In the records below, the lines from the one containing "subject: blue ser banner" through the last are to be reproduced exactly and alone.

(Stored items)
..............................

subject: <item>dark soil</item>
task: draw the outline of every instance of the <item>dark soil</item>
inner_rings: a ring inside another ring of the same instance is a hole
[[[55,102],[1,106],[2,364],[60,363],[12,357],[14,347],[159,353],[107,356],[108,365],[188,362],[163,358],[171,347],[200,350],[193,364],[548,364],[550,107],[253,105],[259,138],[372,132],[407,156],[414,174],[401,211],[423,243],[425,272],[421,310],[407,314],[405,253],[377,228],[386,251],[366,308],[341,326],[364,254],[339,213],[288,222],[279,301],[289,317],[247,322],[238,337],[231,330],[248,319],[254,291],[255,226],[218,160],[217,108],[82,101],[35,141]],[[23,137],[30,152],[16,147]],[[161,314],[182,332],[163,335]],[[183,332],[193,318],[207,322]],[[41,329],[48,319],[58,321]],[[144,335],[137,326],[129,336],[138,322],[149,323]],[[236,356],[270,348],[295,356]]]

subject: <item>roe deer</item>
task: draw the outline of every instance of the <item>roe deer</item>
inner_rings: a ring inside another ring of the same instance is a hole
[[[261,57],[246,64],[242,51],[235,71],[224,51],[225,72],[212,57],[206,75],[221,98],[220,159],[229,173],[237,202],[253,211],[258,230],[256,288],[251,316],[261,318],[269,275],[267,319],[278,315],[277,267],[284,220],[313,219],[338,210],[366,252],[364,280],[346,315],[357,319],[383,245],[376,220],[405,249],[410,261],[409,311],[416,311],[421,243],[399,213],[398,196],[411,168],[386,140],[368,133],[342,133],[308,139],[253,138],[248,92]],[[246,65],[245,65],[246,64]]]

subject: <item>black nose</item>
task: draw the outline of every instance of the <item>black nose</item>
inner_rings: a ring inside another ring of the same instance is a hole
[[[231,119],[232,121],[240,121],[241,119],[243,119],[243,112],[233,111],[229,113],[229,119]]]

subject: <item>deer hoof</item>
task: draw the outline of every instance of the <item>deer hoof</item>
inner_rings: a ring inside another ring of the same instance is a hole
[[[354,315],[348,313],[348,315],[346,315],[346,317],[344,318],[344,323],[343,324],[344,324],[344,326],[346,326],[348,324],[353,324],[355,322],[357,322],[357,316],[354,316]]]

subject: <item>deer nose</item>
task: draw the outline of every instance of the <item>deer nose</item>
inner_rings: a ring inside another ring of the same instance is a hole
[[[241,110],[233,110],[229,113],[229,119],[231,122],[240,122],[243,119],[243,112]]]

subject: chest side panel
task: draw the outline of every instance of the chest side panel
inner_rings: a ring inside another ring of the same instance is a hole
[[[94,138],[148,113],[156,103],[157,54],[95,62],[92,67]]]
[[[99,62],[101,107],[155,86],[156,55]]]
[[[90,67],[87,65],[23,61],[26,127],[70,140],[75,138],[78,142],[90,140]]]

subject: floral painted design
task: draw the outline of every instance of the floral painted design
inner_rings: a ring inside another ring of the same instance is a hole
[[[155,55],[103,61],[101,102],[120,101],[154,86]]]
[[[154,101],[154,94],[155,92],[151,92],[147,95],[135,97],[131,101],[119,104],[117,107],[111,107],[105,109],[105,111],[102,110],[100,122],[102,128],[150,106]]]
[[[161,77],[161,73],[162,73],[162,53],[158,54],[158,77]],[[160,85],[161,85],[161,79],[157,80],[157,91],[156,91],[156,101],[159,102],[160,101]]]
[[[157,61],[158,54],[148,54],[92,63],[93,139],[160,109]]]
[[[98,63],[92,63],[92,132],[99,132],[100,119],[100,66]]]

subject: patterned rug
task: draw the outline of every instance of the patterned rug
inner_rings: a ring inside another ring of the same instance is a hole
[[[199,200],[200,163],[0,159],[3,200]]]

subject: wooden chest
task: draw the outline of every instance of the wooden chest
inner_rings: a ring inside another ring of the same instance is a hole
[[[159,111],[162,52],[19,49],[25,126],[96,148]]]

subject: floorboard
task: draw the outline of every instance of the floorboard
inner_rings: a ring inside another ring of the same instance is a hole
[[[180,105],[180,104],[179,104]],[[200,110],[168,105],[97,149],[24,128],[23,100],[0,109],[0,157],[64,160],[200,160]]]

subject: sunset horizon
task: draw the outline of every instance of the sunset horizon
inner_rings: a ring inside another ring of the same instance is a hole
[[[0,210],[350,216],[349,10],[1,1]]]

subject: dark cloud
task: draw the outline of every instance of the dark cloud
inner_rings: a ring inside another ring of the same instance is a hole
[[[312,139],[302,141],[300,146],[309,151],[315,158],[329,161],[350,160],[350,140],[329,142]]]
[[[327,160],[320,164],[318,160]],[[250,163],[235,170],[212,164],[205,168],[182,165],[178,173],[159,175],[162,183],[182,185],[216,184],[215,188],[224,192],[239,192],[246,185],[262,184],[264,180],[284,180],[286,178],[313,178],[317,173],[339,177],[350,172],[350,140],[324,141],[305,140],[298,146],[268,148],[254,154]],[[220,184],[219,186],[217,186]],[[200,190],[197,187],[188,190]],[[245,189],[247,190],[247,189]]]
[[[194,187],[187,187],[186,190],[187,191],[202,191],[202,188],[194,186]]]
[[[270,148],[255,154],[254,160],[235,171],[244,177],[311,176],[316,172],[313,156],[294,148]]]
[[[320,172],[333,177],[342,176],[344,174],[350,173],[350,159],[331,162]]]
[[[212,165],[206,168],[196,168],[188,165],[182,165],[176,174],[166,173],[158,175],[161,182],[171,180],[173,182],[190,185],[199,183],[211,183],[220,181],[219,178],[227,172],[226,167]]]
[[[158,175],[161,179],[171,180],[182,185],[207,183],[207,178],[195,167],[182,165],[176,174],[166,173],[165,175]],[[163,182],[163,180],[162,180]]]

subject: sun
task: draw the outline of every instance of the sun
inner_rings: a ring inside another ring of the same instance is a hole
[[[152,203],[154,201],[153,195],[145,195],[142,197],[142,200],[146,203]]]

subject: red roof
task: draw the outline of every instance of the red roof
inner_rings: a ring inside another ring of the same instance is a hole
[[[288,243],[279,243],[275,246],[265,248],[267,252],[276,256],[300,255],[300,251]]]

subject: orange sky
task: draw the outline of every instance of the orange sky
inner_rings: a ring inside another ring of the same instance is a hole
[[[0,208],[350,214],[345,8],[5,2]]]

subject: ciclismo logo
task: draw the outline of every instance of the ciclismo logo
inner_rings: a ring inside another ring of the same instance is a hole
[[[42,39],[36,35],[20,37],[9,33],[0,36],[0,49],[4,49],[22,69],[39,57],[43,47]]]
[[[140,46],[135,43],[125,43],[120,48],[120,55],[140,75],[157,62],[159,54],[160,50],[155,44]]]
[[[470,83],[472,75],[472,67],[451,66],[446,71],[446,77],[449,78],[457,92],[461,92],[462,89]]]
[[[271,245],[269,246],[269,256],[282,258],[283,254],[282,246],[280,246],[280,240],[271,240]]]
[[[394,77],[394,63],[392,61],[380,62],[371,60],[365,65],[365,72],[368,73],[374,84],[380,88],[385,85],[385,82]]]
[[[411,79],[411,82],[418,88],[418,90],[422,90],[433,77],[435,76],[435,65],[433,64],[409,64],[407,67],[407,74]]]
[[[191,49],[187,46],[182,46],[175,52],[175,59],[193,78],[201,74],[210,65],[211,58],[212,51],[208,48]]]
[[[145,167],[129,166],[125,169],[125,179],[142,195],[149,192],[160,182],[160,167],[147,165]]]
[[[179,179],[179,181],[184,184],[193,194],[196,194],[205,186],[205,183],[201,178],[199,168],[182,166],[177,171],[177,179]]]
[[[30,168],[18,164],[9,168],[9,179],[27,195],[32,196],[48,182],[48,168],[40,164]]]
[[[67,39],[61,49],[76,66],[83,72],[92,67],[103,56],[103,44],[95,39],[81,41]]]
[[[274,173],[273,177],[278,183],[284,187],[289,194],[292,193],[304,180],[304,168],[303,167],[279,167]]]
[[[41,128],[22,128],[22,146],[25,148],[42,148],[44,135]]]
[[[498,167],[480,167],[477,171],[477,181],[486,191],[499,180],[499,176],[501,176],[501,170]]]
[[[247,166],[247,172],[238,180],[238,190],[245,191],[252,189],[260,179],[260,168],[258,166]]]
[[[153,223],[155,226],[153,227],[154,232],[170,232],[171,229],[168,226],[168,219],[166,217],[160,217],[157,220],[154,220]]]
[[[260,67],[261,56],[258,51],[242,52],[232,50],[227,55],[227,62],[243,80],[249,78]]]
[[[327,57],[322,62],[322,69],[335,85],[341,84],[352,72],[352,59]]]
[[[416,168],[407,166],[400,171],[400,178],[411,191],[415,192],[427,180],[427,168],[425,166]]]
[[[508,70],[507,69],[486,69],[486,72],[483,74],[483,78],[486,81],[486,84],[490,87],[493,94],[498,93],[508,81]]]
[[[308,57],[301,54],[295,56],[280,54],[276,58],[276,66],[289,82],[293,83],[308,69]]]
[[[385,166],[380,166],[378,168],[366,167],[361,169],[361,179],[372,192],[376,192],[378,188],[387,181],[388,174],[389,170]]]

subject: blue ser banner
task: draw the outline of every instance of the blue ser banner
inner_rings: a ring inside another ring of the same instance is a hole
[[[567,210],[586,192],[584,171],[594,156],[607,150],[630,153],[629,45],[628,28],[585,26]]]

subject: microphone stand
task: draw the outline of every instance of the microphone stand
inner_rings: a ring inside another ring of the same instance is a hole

..............................

§ **RESPONSE**
subject: blue ser banner
task: draw the outline of every instance of the blue ser banner
inner_rings: a ring inside another ring of the same instance is a hole
[[[567,210],[586,192],[584,171],[594,156],[607,150],[630,153],[629,45],[628,28],[585,26]]]

subject: microphone stand
task: draw the outline of every instance of the microphone stand
inner_rings: a ring inside another ring of the same instance is a hole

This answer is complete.